Job 1: Select each line in the rows below that contains the word "football" and copy those lines.
Start of Text shown
On May 14, 2026, Colorado Governor Jared Polis signed SB 189 into law, which repeals and replaces the Colorado Artificial Intelligence Act (CAIA). SB 189 goes into effect on January 1, 2027.
Key Takeaways
Background
Two years ago, on May 17, 2024, Governor Polis signed the CAIA into law. The CAIA regulated the development, deployment, and use of AI systems and imposed significant obligations on developers and deployers of high-risk AI systems used in making consequential decisions, including duty of care, risk and impact assessments, and AG notices, among other obligations.
Shortly after it was signed into law, however, the CAIA received criticism both from local business groups and consumer watchdog advocates. As a result, Governor Polis convened the Colorado AI Policy Work Group (AI Work Group) to assess policy-based solutions to criticism that the law was overly broad and stifled innovation, on the one hand, while weakening protections, on the other. The CAIA was also the subject of litigation in which the U.S. Department of Justice intervened, alleging that it violated the Equal Protection Clause of the Fourteenth Amendment. The Work Group ultimately released a new framework on March 17, 2026, and the Colorado legislature introduced SB 189 shortly thereafter, closely mirroring the efforts of Governor Polis’ AI Work Group.
End of Text shown
Job 2: Repeat the passage about Colorado's AI law from "Shortly after it" up to and including "AI Work Group." word for word.
Start of Record extracts
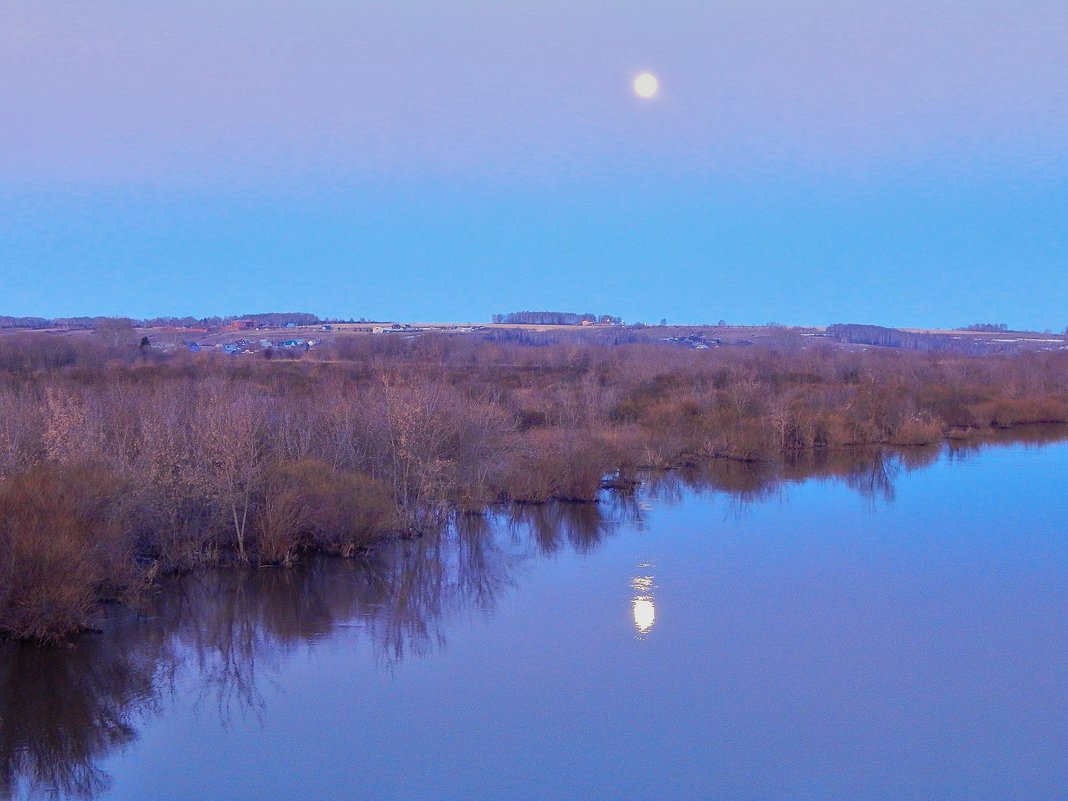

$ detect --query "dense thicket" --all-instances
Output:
[0,334,1068,639]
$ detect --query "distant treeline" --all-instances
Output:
[827,323,1004,356]
[0,312,363,330]
[492,312,623,326]
[0,327,1068,640]
[961,323,1008,333]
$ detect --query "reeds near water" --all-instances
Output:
[0,334,1068,640]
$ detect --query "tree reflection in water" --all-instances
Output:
[0,428,1064,799]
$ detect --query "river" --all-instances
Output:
[0,430,1068,801]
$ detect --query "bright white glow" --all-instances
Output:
[634,73,660,100]
[634,598,657,634]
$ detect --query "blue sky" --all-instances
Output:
[0,0,1068,330]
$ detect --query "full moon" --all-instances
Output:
[634,73,660,100]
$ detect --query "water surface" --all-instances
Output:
[0,434,1068,801]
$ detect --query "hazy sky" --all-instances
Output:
[0,0,1068,330]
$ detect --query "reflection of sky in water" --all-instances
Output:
[630,562,657,638]
[6,443,1068,801]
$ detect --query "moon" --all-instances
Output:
[634,73,660,100]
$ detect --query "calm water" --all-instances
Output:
[0,435,1068,801]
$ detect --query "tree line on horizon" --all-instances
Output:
[491,312,623,326]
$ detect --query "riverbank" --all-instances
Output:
[0,336,1068,641]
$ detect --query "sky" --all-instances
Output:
[0,0,1068,331]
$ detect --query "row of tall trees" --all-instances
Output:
[0,334,1068,639]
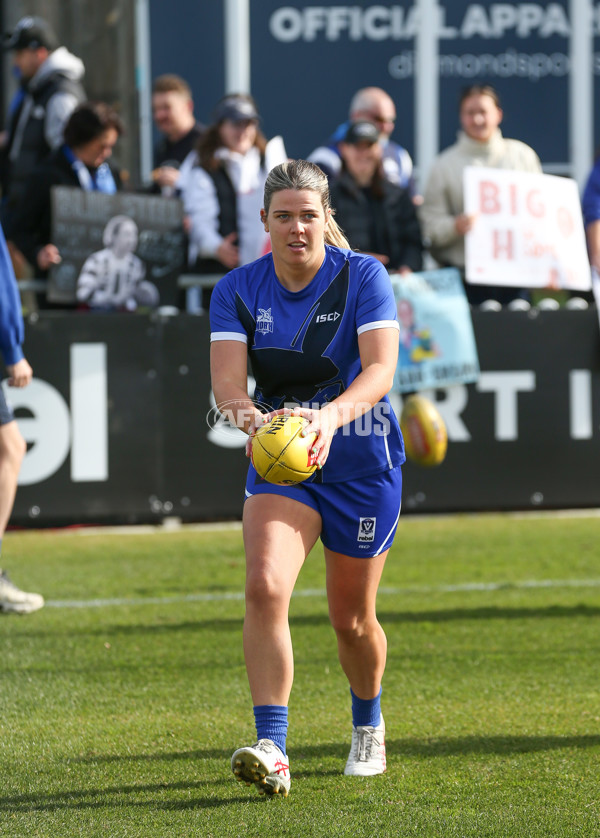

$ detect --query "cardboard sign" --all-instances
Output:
[464,166,591,291]
[47,186,186,311]
[390,268,479,393]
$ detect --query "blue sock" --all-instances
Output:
[254,704,288,754]
[350,687,381,727]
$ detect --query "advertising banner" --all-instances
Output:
[47,186,186,311]
[464,166,591,291]
[391,268,479,393]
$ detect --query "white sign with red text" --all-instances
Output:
[464,166,591,291]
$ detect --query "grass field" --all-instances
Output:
[0,516,600,838]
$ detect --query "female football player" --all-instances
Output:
[210,160,404,796]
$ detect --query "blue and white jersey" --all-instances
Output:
[210,245,405,483]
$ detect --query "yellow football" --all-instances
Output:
[252,414,317,486]
[400,394,448,466]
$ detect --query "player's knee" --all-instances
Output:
[246,571,285,611]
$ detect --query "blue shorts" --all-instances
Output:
[246,465,402,559]
[0,387,15,425]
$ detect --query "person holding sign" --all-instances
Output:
[419,84,542,305]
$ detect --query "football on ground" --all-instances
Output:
[252,414,317,486]
[400,394,448,466]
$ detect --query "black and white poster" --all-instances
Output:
[48,186,186,311]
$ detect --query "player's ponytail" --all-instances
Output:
[264,160,350,249]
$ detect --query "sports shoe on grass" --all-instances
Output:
[231,739,291,797]
[344,716,386,777]
[0,570,44,614]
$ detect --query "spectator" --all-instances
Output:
[152,74,205,196]
[0,223,44,614]
[308,87,415,195]
[184,93,287,308]
[77,215,159,311]
[420,84,542,305]
[2,17,85,233]
[13,102,123,304]
[331,122,423,273]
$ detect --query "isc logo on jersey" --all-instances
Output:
[357,518,377,541]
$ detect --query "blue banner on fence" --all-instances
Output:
[391,268,479,393]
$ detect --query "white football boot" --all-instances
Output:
[231,739,291,797]
[344,716,386,777]
[0,570,44,614]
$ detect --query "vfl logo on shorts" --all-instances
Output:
[357,518,377,541]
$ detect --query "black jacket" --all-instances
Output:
[12,148,121,277]
[2,47,86,225]
[330,170,423,271]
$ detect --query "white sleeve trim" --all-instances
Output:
[357,320,400,335]
[210,332,248,343]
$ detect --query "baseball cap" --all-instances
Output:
[343,120,379,145]
[4,15,59,52]
[213,95,260,122]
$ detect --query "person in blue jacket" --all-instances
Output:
[0,227,44,614]
[210,160,405,796]
[582,157,600,273]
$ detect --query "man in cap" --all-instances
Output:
[152,73,205,196]
[0,220,44,614]
[2,16,86,233]
[330,120,423,274]
[308,87,415,196]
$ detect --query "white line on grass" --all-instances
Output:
[46,579,600,608]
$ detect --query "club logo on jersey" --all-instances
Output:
[357,518,377,541]
[256,308,273,335]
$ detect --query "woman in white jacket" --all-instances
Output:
[184,94,287,288]
[419,85,542,304]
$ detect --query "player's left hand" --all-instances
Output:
[289,404,339,468]
[6,358,33,387]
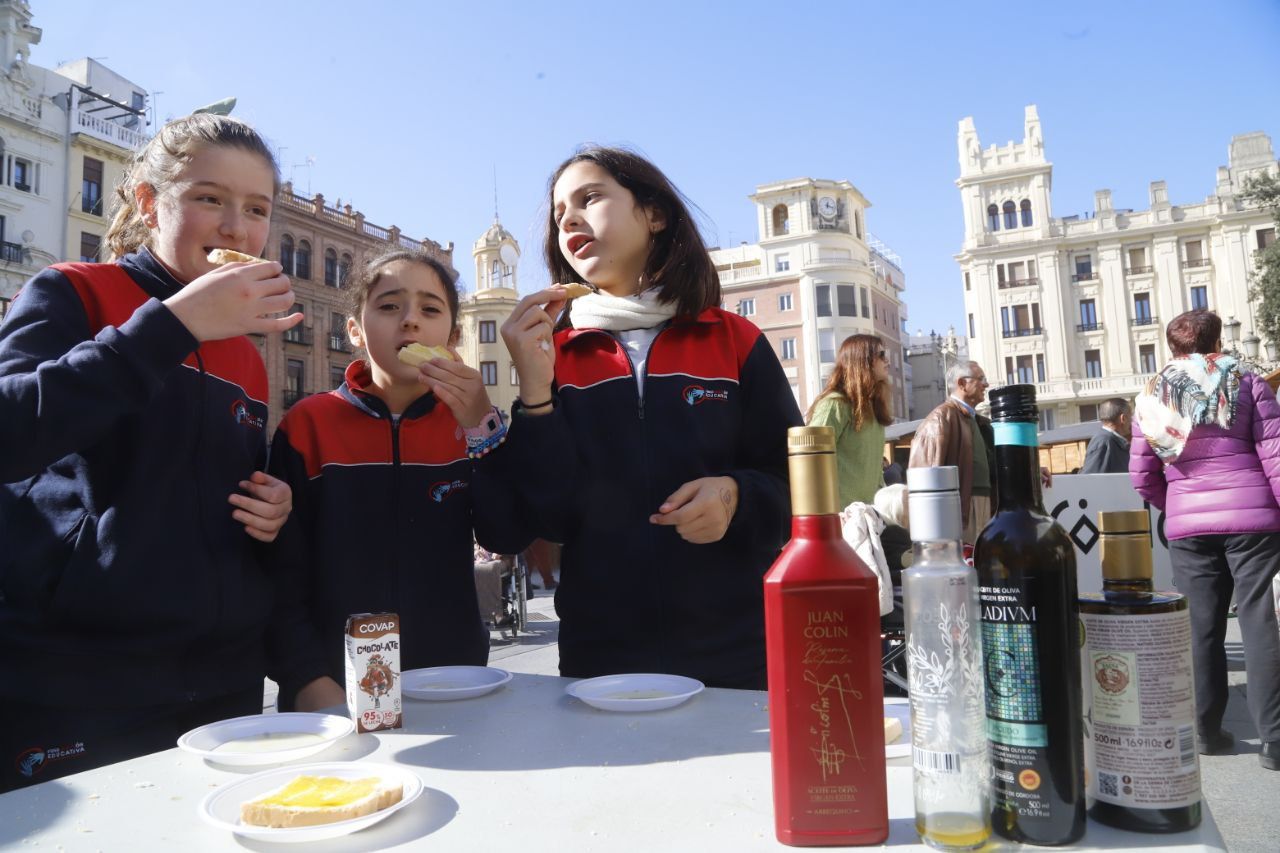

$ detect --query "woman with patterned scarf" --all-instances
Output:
[1129,310,1280,770]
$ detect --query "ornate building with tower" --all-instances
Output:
[956,106,1280,429]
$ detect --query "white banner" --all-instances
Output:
[1044,474,1174,593]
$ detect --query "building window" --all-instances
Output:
[773,205,791,237]
[836,284,858,316]
[818,329,836,361]
[81,231,102,264]
[81,158,102,216]
[324,248,338,287]
[1133,293,1155,325]
[13,158,35,192]
[280,234,293,275]
[813,284,831,316]
[1076,300,1098,332]
[1138,343,1156,373]
[293,240,311,280]
[1084,350,1102,379]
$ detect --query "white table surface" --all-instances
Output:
[0,675,1225,853]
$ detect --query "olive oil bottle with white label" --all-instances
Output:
[974,386,1085,844]
[1080,510,1201,833]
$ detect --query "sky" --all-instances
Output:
[29,0,1280,333]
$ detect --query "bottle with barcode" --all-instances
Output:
[1080,510,1201,833]
[974,384,1085,844]
[902,465,991,850]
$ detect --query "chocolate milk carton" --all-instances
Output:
[347,613,403,733]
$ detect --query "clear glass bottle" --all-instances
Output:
[902,465,991,850]
[1080,510,1201,833]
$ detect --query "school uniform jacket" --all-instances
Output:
[0,250,271,708]
[507,303,803,688]
[269,361,532,710]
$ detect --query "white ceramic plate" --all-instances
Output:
[197,762,422,841]
[884,697,911,758]
[178,713,356,767]
[401,666,511,702]
[564,672,703,711]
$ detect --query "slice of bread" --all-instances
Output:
[396,343,453,368]
[241,776,404,829]
[884,717,902,745]
[209,248,266,266]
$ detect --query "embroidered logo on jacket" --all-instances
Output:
[430,480,467,503]
[681,386,728,406]
[232,400,265,429]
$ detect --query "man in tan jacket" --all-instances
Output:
[910,361,996,544]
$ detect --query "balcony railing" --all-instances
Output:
[284,325,312,347]
[0,242,27,264]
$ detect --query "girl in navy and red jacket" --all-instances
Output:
[0,115,302,790]
[503,149,803,689]
[270,251,532,711]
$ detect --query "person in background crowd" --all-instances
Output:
[806,334,893,507]
[1129,310,1280,770]
[909,361,996,544]
[1080,397,1133,474]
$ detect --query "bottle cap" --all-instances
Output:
[906,465,964,542]
[1098,510,1152,580]
[987,386,1039,423]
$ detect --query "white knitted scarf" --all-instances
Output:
[568,281,676,332]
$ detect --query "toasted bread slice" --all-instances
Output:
[241,776,404,829]
[396,343,453,368]
[559,282,598,300]
[209,248,266,266]
[884,717,902,745]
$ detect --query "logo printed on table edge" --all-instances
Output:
[681,386,728,406]
[232,400,266,429]
[430,480,467,503]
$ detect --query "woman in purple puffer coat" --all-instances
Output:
[1129,311,1280,770]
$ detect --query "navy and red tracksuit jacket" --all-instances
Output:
[269,361,532,710]
[506,303,803,689]
[0,250,271,708]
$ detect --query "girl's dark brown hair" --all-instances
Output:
[1165,309,1222,356]
[543,146,721,318]
[805,334,893,429]
[347,248,458,328]
[106,113,280,259]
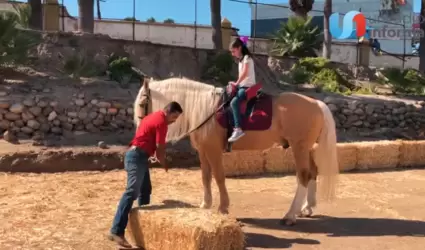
End of Record extracts
Solution 1:
$ detect --query "female football player" --all-instances
$ detect --query "yellow football" --all-instances
$ detect --query "football on ground" --all-instances
$ detect --query "white football boot" --all-instances

Solution 2:
Shortly after it was signed into law, however, the CAIA received criticism both from local business groups and consumer watchdog advocates. As a result, Governor Polis convened the Colorado AI Policy Work Group (AI Work Group) to assess policy-based solutions to criticism that the law was overly broad and stifled innovation, on the one hand, while weakening protections, on the other. The CAIA was also the subject of litigation in which the U.S. Department of Justice intervened, alleging that it violated the Equal Protection Clause of the Fourteenth Amendment. The Work Group ultimately released a new framework on March 17, 2026, and the Colorado legislature introduced SB 189 shortly thereafter, closely mirroring the efforts of Governor Polis’ AI Work Group.